## REQUIREMENT:
Copy every one of the records below, line for line and character for character, leaving out the pictures.

## MATERIAL FOR THIS TASK:
====================
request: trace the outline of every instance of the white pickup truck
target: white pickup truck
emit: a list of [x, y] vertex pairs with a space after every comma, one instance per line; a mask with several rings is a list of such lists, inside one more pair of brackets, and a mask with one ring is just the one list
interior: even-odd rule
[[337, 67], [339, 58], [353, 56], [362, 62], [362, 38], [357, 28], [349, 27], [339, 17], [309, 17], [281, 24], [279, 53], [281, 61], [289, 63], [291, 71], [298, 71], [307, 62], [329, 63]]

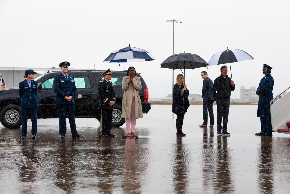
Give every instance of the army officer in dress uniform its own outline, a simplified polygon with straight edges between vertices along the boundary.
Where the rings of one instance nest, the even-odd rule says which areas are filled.
[[[73,76],[68,74],[68,67],[70,63],[64,61],[59,64],[61,73],[55,76],[53,80],[53,91],[56,93],[55,104],[58,107],[59,118],[59,136],[64,138],[66,133],[66,115],[67,115],[70,126],[72,137],[79,138],[77,131],[75,120],[75,100],[74,97],[77,94],[77,88]]]
[[[33,70],[27,70],[24,72],[25,80],[19,83],[18,94],[21,99],[21,119],[22,126],[21,139],[24,139],[27,134],[27,119],[30,117],[32,123],[31,135],[35,139],[37,131],[37,108],[38,102],[37,95],[37,82],[34,79],[34,74],[37,73]]]
[[[98,93],[100,97],[99,108],[101,110],[101,136],[113,137],[115,135],[111,133],[111,127],[113,106],[116,102],[116,98],[113,84],[110,81],[112,79],[112,73],[109,69],[101,75],[104,79],[99,82],[98,85]]]

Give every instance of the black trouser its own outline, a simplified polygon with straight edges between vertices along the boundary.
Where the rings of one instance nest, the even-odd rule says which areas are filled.
[[[222,131],[222,131],[226,131],[228,128],[228,119],[230,110],[231,100],[218,99],[217,101],[217,131]]]
[[[101,135],[109,135],[111,133],[113,109],[101,109],[100,126]]]
[[[66,116],[68,115],[70,122],[72,136],[75,137],[78,134],[77,131],[75,120],[74,104],[58,104],[59,121],[59,135],[66,135]]]
[[[183,118],[184,118],[184,115],[185,113],[183,112],[178,113],[177,115],[177,118],[176,119],[176,130],[177,132],[179,132],[182,129],[182,126],[183,124]]]
[[[29,118],[30,118],[32,123],[31,135],[36,135],[37,132],[37,107],[34,108],[21,107],[21,112],[22,113],[21,135],[26,136],[27,134],[27,119]]]
[[[213,121],[213,100],[206,100],[202,101],[202,106],[203,107],[203,123],[202,124],[207,125],[207,110],[209,110],[209,119],[210,125],[213,125],[214,123]]]
[[[272,132],[272,122],[271,117],[260,117],[261,121],[261,131],[266,132]]]

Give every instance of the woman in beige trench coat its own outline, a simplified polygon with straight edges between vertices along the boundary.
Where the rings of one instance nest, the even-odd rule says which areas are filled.
[[[143,118],[143,112],[139,90],[142,86],[140,78],[136,76],[135,67],[130,67],[127,71],[127,76],[123,77],[122,90],[124,91],[122,102],[122,117],[126,121],[127,136],[133,137],[135,134],[136,119]]]

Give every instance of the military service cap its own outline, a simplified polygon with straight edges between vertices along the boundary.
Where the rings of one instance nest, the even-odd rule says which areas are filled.
[[[60,64],[59,64],[59,67],[68,67],[70,65],[70,63],[69,62],[64,61],[60,63]]]
[[[265,70],[266,69],[269,69],[270,70],[271,70],[273,69],[273,68],[272,68],[271,67],[270,67],[268,65],[267,65],[267,64],[265,64],[265,63],[264,63],[264,64],[263,64],[263,68],[262,68],[262,70]]]
[[[112,75],[112,73],[111,73],[111,72],[110,71],[110,69],[109,69],[104,72],[103,72],[101,75],[102,76],[104,76],[106,75]]]
[[[35,73],[37,73],[35,72],[34,70],[25,70],[25,72],[24,72],[24,74],[34,74]]]

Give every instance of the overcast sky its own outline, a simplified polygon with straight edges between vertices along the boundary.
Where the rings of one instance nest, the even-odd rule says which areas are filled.
[[[123,70],[128,64],[103,61],[130,44],[157,59],[131,65],[149,97],[162,97],[172,93],[172,70],[160,67],[173,54],[173,24],[166,21],[175,19],[182,23],[175,23],[175,54],[208,62],[227,47],[244,51],[255,59],[231,64],[232,98],[240,98],[241,86],[258,87],[264,63],[273,68],[275,96],[289,86],[289,7],[288,0],[0,0],[0,66],[58,67],[67,61],[72,68]],[[220,67],[186,70],[190,93],[201,94],[201,72],[213,81]],[[175,83],[180,73],[174,70]]]

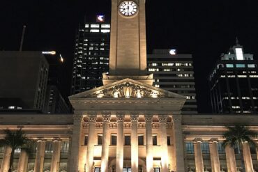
====================
## REPLY:
request: trace the outline of every instance of the white pickup truck
target: white pickup truck
emit: a list of [x, y] vertex pairs with a space after every comma, one instance per line; a mask with several rings is a list of such lists, inside one more pair of brackets, and a mask with one ring is just the one list
interior: even-odd rule
[[337, 67], [339, 58], [353, 56], [362, 62], [362, 38], [357, 28], [349, 27], [339, 17], [309, 17], [281, 24], [279, 53], [281, 61], [289, 63], [291, 71], [298, 71], [307, 62], [329, 63]]

Give every instance of the army officer in dress uniform its own outline, a simplified polygon with straight edges between vertices along the boundary.
Where the rings of one instance nest, the even-odd rule says which areas are filled.
[[[73,76],[68,74],[68,67],[70,63],[64,61],[59,64],[61,73],[55,76],[53,80],[53,91],[56,93],[55,104],[58,107],[59,118],[59,136],[64,138],[66,133],[66,115],[67,115],[70,126],[72,137],[79,138],[77,131],[75,120],[75,100],[74,97],[77,94],[77,88]]]
[[[33,70],[27,70],[24,72],[25,80],[19,83],[18,94],[21,99],[21,119],[22,126],[21,139],[24,139],[27,134],[27,119],[30,117],[32,123],[31,135],[35,139],[37,131],[37,108],[38,102],[37,95],[37,82],[34,79],[34,74],[37,73]]]
[[[98,93],[100,97],[99,108],[101,110],[101,136],[113,137],[115,135],[111,133],[111,127],[113,106],[116,102],[116,98],[113,84],[110,81],[112,79],[112,73],[109,69],[101,75],[104,79],[99,82],[98,85]]]

Give every instance of the black trouser its own outline, a simplified polygon with straight edges between vertices along the boundary.
Where the rings of one instance nest, the even-odd rule says which areas are filled.
[[[222,131],[222,131],[226,131],[228,128],[228,119],[230,110],[231,100],[218,99],[217,101],[217,131]]]
[[[101,135],[109,135],[111,133],[113,109],[101,109],[100,126]]]
[[[66,116],[68,115],[70,122],[72,136],[75,137],[78,134],[77,131],[75,120],[74,104],[58,104],[59,121],[59,135],[66,135]]]
[[[183,118],[184,118],[184,115],[185,113],[183,112],[178,113],[177,115],[177,118],[176,119],[176,130],[177,132],[179,132],[182,129],[182,126],[183,124]]]
[[[29,118],[30,118],[32,123],[31,135],[36,135],[37,132],[37,107],[34,108],[21,107],[21,112],[22,113],[21,135],[26,136],[27,134],[27,119]]]
[[[213,121],[213,100],[206,100],[202,101],[202,106],[203,107],[203,123],[202,124],[207,125],[207,110],[209,110],[209,119],[210,125],[213,125],[214,123]]]
[[[272,132],[272,122],[271,117],[260,117],[261,121],[261,131],[266,132]]]

Give every instance of the woman in beige trench coat its own outline, a simplified polygon with straight edges between vertices along the boundary.
Where the rings of one instance nest, the even-odd rule says which areas are filled.
[[[143,118],[143,112],[139,90],[142,86],[140,78],[136,76],[135,67],[130,67],[127,71],[127,76],[123,77],[122,90],[124,91],[122,102],[122,117],[126,121],[127,136],[133,137],[135,134],[136,119]]]

Give every instance of the military service cap its own outline, a simplified polygon with straight edges between vertices along the boundary.
Where the rings of one instance nest, the even-odd rule says which areas are filled.
[[[60,64],[59,64],[59,67],[68,67],[70,65],[70,63],[69,62],[64,61],[60,63]]]
[[[265,70],[266,69],[269,69],[270,70],[271,70],[273,69],[273,68],[272,68],[271,67],[270,67],[268,65],[267,65],[267,64],[265,64],[265,63],[264,63],[264,64],[263,64],[263,68],[262,68],[262,70]]]
[[[112,75],[112,73],[111,73],[111,72],[110,71],[110,69],[109,69],[104,72],[103,72],[101,75],[102,76],[104,76],[106,75]]]
[[[35,73],[37,73],[35,72],[34,70],[25,70],[25,72],[24,72],[24,74],[34,74]]]

Give every instance of the overcast sky its own outline, a simplified polygon with straight edges between vertices along the boundary.
Where the rings of one instance nest, the even-odd rule says which areas are filled.
[[[123,70],[128,64],[103,61],[130,44],[157,59],[131,65],[149,97],[162,97],[172,93],[172,70],[160,67],[173,54],[173,24],[166,21],[175,19],[182,23],[175,23],[175,54],[208,62],[227,47],[244,51],[255,59],[231,64],[232,98],[240,98],[241,86],[258,87],[264,63],[273,68],[275,96],[289,86],[289,7],[288,0],[0,0],[0,66],[58,67],[67,61],[72,68]],[[220,67],[186,70],[190,93],[201,94],[201,72],[213,81]],[[175,83],[180,73],[174,70]]]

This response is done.